╭─ Dataset content

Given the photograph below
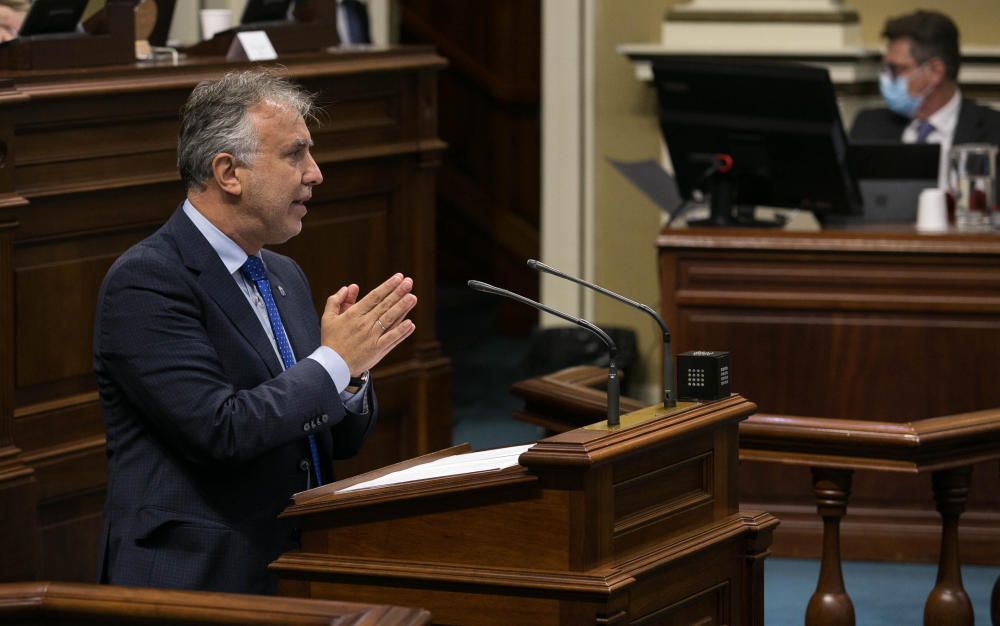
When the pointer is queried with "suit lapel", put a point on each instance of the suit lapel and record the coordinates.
(199, 256)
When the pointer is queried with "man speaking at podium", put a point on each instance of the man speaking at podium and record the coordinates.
(221, 390)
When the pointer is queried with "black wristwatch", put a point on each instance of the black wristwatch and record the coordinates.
(359, 381)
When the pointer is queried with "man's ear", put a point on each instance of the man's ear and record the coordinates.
(224, 168)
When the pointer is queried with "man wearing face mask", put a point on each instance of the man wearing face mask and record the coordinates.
(920, 86)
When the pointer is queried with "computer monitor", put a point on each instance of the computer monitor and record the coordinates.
(49, 17)
(257, 11)
(754, 134)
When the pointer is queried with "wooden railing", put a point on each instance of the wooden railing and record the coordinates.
(68, 604)
(946, 447)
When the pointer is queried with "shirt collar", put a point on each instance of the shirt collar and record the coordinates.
(232, 255)
(945, 119)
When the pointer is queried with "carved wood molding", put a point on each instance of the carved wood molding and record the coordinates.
(597, 444)
(601, 581)
(873, 239)
(13, 466)
(115, 80)
(915, 447)
(121, 605)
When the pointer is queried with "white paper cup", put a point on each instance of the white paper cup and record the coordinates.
(932, 211)
(214, 21)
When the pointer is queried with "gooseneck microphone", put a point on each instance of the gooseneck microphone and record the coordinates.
(669, 397)
(613, 381)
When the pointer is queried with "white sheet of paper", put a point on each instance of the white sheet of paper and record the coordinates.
(251, 45)
(454, 465)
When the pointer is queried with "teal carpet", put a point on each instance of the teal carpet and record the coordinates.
(884, 594)
(485, 365)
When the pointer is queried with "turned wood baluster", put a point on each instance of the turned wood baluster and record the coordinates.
(995, 603)
(948, 604)
(830, 605)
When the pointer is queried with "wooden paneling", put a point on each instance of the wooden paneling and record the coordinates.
(875, 324)
(490, 100)
(91, 170)
(71, 605)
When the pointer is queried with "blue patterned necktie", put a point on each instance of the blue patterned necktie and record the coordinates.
(924, 129)
(253, 269)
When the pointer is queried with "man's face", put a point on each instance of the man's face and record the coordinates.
(900, 62)
(277, 184)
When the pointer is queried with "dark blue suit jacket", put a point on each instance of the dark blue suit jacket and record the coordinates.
(206, 434)
(976, 124)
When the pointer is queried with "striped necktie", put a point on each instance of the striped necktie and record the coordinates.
(254, 271)
(924, 129)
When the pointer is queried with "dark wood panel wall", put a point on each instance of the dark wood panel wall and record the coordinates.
(90, 169)
(884, 326)
(490, 99)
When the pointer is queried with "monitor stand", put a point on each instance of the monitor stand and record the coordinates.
(722, 212)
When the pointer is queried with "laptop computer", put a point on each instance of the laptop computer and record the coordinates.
(891, 177)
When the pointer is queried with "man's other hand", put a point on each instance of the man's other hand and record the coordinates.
(364, 331)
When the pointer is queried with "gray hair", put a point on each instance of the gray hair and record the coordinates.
(214, 119)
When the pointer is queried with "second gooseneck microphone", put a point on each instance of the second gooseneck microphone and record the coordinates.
(614, 384)
(669, 396)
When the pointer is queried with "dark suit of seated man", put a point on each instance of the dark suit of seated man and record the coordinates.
(920, 87)
(222, 391)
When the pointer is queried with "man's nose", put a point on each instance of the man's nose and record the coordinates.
(313, 176)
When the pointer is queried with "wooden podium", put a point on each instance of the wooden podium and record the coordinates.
(634, 524)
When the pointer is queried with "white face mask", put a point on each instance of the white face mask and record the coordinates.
(896, 93)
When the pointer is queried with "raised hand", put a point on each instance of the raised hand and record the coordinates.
(363, 332)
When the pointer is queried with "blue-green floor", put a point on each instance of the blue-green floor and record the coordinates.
(485, 364)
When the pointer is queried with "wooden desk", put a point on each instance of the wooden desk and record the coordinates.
(876, 324)
(90, 168)
(636, 524)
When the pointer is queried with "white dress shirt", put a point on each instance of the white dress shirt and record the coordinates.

╰─

■ What the task requires: Reproduce the records above without change, starting at the line that contains "white face mask and record the coordinates." and continuing up to and including the final line of the records.

■ Answer for this exercise:
When the pointer is queried with "white face mask", put a point on each instance of the white face mask and record the coordinates.
(896, 93)
When the pointer is queried with "raised hand", put a point on each instance of the raised hand and record the coordinates.
(363, 332)
When the pointer is queried with "blue-green floor", put a point on each instance of the blue-green floor and record the coordinates.
(485, 364)
When the pointer is queried with "wooden desk", put a point on each instance of the wooden desk and record the coordinates.
(876, 324)
(90, 168)
(636, 524)
When the pointer is queried with "white dress shirt", put a point on each instance of the white dress shirt and record the coordinates.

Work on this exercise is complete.